[BEGIN]

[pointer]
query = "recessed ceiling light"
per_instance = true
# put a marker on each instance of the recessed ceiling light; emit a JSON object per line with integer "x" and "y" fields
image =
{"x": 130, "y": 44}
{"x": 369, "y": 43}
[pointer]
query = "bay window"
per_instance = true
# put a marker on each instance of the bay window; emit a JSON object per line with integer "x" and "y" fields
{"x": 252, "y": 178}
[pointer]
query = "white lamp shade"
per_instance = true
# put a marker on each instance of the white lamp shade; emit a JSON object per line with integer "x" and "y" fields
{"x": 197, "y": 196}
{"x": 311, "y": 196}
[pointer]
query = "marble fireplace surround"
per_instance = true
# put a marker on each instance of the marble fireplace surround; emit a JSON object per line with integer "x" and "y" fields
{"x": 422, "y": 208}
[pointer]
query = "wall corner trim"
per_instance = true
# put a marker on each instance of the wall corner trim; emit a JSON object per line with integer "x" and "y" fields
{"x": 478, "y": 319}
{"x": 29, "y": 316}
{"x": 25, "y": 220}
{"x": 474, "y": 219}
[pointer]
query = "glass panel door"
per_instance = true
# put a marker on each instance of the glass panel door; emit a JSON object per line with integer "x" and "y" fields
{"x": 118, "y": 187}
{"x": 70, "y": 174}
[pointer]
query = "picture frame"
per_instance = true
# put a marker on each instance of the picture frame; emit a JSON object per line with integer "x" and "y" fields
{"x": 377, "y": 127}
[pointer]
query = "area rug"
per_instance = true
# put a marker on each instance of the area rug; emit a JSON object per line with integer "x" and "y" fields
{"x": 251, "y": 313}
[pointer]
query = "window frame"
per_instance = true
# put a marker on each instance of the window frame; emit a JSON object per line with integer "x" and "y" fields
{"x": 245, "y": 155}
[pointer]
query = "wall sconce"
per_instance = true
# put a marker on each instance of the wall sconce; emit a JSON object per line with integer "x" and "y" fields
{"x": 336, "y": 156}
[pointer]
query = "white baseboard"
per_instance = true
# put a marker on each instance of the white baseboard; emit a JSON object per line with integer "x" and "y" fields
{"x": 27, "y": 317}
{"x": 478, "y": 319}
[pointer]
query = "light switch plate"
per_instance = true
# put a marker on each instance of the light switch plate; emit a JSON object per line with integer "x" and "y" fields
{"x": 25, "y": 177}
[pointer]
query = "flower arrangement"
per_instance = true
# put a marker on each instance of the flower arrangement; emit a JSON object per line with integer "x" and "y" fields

[END]

Request —
Reproduce the entries above exactly.

Answer for this exercise —
[pointer]
query = "recessed ceiling light"
per_instance = true
# put a marker on each instance of the recessed ceiling light; emit a JSON object per line with integer "x" and "y" fields
image =
{"x": 130, "y": 44}
{"x": 369, "y": 43}
[pointer]
query = "bay window"
per_instance = true
# put a marker on each instance of the bay window; emit a JSON object per line with integer "x" and "y" fields
{"x": 252, "y": 178}
[pointer]
query = "white lamp shade"
per_instance = true
# put a marker on each instance of the white lamp shade; emit a JSON object per line with integer "x" and "y" fields
{"x": 197, "y": 196}
{"x": 311, "y": 196}
[pointer]
query = "marble fireplace surround"
per_instance = true
# put a marker on each instance of the marble fireplace surround; emit a JSON object per line with integer "x" and "y" fields
{"x": 422, "y": 208}
[pointer]
query = "wall corner trim"
per_instance = true
# put a marker on each instance of the wall corner trim; emit a JSON object per line with integer "x" and "y" fields
{"x": 478, "y": 319}
{"x": 29, "y": 316}
{"x": 25, "y": 220}
{"x": 474, "y": 219}
[pointer]
query = "glass panel door"
per_instance = true
# put a marker on each instance of the glass panel door; emit a JSON object per line with integer "x" and "y" fields
{"x": 118, "y": 187}
{"x": 70, "y": 174}
[pointer]
query = "picture frame"
per_instance = true
# put a marker on each instance of the picture frame; emit a JSON object per line with integer "x" and "y" fields
{"x": 377, "y": 127}
[pointer]
query = "area rug"
per_instance = true
# put a marker on each instance of the area rug; emit a JSON object per line with integer "x" and "y" fields
{"x": 251, "y": 313}
[pointer]
query = "window frame"
per_instance = true
# put a marker on each instance of the window frame; emit a JSON object per line with integer "x" and "y" fields
{"x": 245, "y": 155}
[pointer]
query = "wall sconce"
per_instance = true
# put a marker on each instance of the wall sconce; emit a JSON object per line with integer "x" and "y" fields
{"x": 336, "y": 156}
[pointer]
query = "white baseboard"
per_instance = true
# put a marker on each instance of the white baseboard; emit a JSON object per line with integer "x" and "y" fields
{"x": 27, "y": 317}
{"x": 478, "y": 319}
[pointer]
query = "light switch plate"
per_instance = true
# put a marker on each instance of the light switch plate; emit a JSON object per line with integer "x" and "y" fields
{"x": 25, "y": 177}
[pointer]
query = "flower arrangement"
per_instance = true
# put a marker on each instance of the flower arrangement; emit a JSON object per line with integer "x" and "y" fields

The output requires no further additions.